Opening night of the Jewish Music Festival is fast approaching, and for director Ellie Shapiro it is crunch time. At 9 p.m. on a Monday, Shapiro is still on the clock.

The festival opens Saturday, March 19, and runs through Sunday, April 3, at venues across the Bay Area.

This being the 20th anniversary of the West Coast’s most prestigious Jewish music festival, Shapiro is trying to mark the milestone with the best event ever. But she still needs an emcee for the Jewish hip-hop concert, and travel arrangements are pending for some of the headliners. So she’s up late working the phones.

Shapiro actually holds several titles at the Jewish Music Festival, including director and booker of talent. She holds another title too, though it doesn’t show up on her resume: Keeper of the Scrapbook.

Among the many artifacts crammed into her office at the Berkeley Richmond Jewish Community Center is the official festival scrapbook filled with fliers, brochures, press clips and other souvenirs spanning its history.

As she flips through the pages, memories of festivals past come flooding back. The program for the very first Jewish Music Festival in 1985 is a simple Xerox job that resembles a PTA bake-sale announcement and elicits a chuckle from Shapiro. “We’ve sure grown enormously from this haimish event,” she says, pointing to the flier. “In terms of festivals like this, we are the biggest in the country.”

With headliners this year like Theodore Bikel, the Klezmatics, Yair Dalal and Emil Zrihan, she makes a persuasive case.

But even in its inaugural year, when the festival was little more than an underfunded project of the BRJCC, the festival attracted major talent. Chalk it up to luck, or to the vision of the festival’s late founder Ursula Sherman, the event has been a hit from the start.

------------------------------------------------

Actions to take:
(1) According to the Jewish Music Festival article, in which building is Ellie Shapiro's office?
(2) Pick up the Jewish Music Festival article after its last sentence and write the next few paragraphs.
The material after the Jewish Music Festival article comes from a separate source.

Data section:
------------------------------------------------

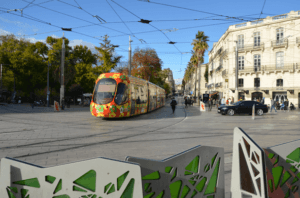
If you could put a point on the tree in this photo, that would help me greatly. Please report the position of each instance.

------------------------------------------------

Results of the exercise:
(1) The Berkeley Richmond Jewish Community Center.

(2)
Sherman, born in Germany, served as a translator at the Nuremberg trials before immigrating to America and becoming a fixture in the East Bay Jewish community. “Ursula was very smart,” remembers Shapiro. “She saw the Jewish Music Festival not just as a week of entertainment but as a way of building community.”

Recalls Stan Klezmer, “When we proposed putting on a festival of Jewish music, it was like an old MGM musical: ‘Hey let’s put on a show.’ We didn’t know what we were doing. We started on a Sunday at 10 a.m. and ended late that afternoon.”

Klezmer (yes, that’s his real name) is a former BRJCC board member and Jewish music fan who helped Sherman develop the festival in its early days.

“In the auditorium there would be a quartet of klezmer musicians performing,” he remembers of the first festival. “Then down the hall a professor would be discussing some aspect of Jewish music. In the courtyard, someone was demonstrating Jewish cooking, or people who brought instruments would have a jam session.”

Augmenting that folksy atmosphere were performances by world-class Jewish musicians such as Klezmorim, the band often credited with launching the klezmer revolution of the 1980s.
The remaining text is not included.